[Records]
-- begin --
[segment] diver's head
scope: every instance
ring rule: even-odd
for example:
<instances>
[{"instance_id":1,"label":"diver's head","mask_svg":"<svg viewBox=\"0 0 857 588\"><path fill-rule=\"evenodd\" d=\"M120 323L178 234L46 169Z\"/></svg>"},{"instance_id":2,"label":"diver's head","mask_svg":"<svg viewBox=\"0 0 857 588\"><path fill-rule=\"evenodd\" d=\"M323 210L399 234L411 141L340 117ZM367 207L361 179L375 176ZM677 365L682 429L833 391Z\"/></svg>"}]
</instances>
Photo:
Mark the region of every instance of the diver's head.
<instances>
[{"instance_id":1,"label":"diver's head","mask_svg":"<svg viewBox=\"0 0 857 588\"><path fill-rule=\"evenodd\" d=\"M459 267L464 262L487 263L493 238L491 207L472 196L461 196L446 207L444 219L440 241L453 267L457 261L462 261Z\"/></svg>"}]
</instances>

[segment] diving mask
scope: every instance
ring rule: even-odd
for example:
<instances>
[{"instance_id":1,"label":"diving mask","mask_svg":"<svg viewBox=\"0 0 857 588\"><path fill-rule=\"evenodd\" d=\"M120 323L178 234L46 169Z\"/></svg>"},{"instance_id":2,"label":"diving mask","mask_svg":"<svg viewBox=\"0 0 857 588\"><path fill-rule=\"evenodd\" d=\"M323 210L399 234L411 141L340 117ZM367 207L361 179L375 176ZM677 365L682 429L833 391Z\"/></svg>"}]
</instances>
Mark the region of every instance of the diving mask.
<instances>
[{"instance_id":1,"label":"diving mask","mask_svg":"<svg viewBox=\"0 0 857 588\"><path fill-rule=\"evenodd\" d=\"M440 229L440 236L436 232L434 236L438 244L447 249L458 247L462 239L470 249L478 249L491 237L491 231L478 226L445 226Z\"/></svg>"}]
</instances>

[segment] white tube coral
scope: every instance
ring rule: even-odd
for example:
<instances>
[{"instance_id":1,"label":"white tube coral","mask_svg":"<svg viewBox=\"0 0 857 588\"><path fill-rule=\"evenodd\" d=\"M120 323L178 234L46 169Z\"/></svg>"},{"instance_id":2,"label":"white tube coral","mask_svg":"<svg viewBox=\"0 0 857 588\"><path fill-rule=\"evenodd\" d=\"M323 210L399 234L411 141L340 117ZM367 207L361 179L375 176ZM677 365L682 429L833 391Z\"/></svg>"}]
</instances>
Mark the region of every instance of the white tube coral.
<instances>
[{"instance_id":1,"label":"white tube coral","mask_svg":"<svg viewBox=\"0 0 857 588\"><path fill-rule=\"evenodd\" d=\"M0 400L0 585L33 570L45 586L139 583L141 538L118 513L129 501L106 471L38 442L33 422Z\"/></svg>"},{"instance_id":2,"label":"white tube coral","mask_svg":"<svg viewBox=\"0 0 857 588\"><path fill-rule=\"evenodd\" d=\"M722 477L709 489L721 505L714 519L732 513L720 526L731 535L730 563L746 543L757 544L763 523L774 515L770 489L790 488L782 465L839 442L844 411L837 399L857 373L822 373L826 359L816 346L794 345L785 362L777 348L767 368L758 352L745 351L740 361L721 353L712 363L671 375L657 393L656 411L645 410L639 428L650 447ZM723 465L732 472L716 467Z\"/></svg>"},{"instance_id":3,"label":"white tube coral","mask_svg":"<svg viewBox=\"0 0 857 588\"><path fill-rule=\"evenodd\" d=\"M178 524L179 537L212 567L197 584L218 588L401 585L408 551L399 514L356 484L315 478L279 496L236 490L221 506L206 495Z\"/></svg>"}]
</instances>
-- end --
#### Short exercise:
Each line of the listing should be copied exactly.

#### Written reply:
[segment] diver's head
scope: every instance
ring rule: even-odd
for example:
<instances>
[{"instance_id":1,"label":"diver's head","mask_svg":"<svg viewBox=\"0 0 857 588\"><path fill-rule=\"evenodd\" d=\"M120 323L178 234L46 169Z\"/></svg>"},{"instance_id":2,"label":"diver's head","mask_svg":"<svg viewBox=\"0 0 857 588\"><path fill-rule=\"evenodd\" d=\"M323 210L399 234L411 141L340 117ZM367 207L361 179L375 176ZM677 365L682 429L833 391Z\"/></svg>"}]
</instances>
Photo:
Mark the region of every instance of the diver's head.
<instances>
[{"instance_id":1,"label":"diver's head","mask_svg":"<svg viewBox=\"0 0 857 588\"><path fill-rule=\"evenodd\" d=\"M459 267L464 262L487 263L493 238L491 207L472 196L461 196L446 207L444 219L440 241L453 267L457 261L462 261Z\"/></svg>"}]
</instances>

[segment] diving mask
scope: every instance
ring rule: even-odd
for example:
<instances>
[{"instance_id":1,"label":"diving mask","mask_svg":"<svg viewBox=\"0 0 857 588\"><path fill-rule=\"evenodd\" d=\"M120 323L178 234L46 169Z\"/></svg>"},{"instance_id":2,"label":"diving mask","mask_svg":"<svg viewBox=\"0 0 857 588\"><path fill-rule=\"evenodd\" d=\"M323 210L399 234L411 141L340 117ZM367 207L361 179L375 176ZM677 365L682 429L833 391Z\"/></svg>"}]
</instances>
Mark the region of every instance of the diving mask.
<instances>
[{"instance_id":1,"label":"diving mask","mask_svg":"<svg viewBox=\"0 0 857 588\"><path fill-rule=\"evenodd\" d=\"M440 229L440 236L436 232L434 236L438 244L447 249L458 247L462 239L470 249L478 249L491 237L491 231L478 226L445 226Z\"/></svg>"}]
</instances>

[segment] white tube coral
scope: every instance
ring rule: even-odd
for example:
<instances>
[{"instance_id":1,"label":"white tube coral","mask_svg":"<svg viewBox=\"0 0 857 588\"><path fill-rule=\"evenodd\" d=\"M120 323L178 234L46 169Z\"/></svg>"},{"instance_id":2,"label":"white tube coral","mask_svg":"<svg viewBox=\"0 0 857 588\"><path fill-rule=\"evenodd\" d=\"M323 210L399 234L411 141L340 117ZM367 207L361 179L375 176ZM677 365L682 429L833 391Z\"/></svg>"}]
</instances>
Mark the region of every instance of the white tube coral.
<instances>
[{"instance_id":1,"label":"white tube coral","mask_svg":"<svg viewBox=\"0 0 857 588\"><path fill-rule=\"evenodd\" d=\"M0 400L0 585L33 570L45 586L139 583L141 538L118 513L129 501L106 471L38 442L33 422Z\"/></svg>"},{"instance_id":2,"label":"white tube coral","mask_svg":"<svg viewBox=\"0 0 857 588\"><path fill-rule=\"evenodd\" d=\"M722 477L709 489L721 505L714 519L732 513L720 526L731 535L730 563L746 543L757 544L763 523L774 515L770 489L790 488L782 465L839 442L844 411L837 399L857 373L822 373L826 359L816 346L794 345L785 362L777 348L767 368L758 352L745 351L740 361L721 353L712 363L671 375L657 393L656 411L645 410L639 428L650 447ZM723 465L732 472L716 467Z\"/></svg>"},{"instance_id":3,"label":"white tube coral","mask_svg":"<svg viewBox=\"0 0 857 588\"><path fill-rule=\"evenodd\" d=\"M178 524L179 537L212 567L197 584L218 588L401 585L408 551L399 514L356 484L315 478L279 496L236 490L221 506L206 495Z\"/></svg>"}]
</instances>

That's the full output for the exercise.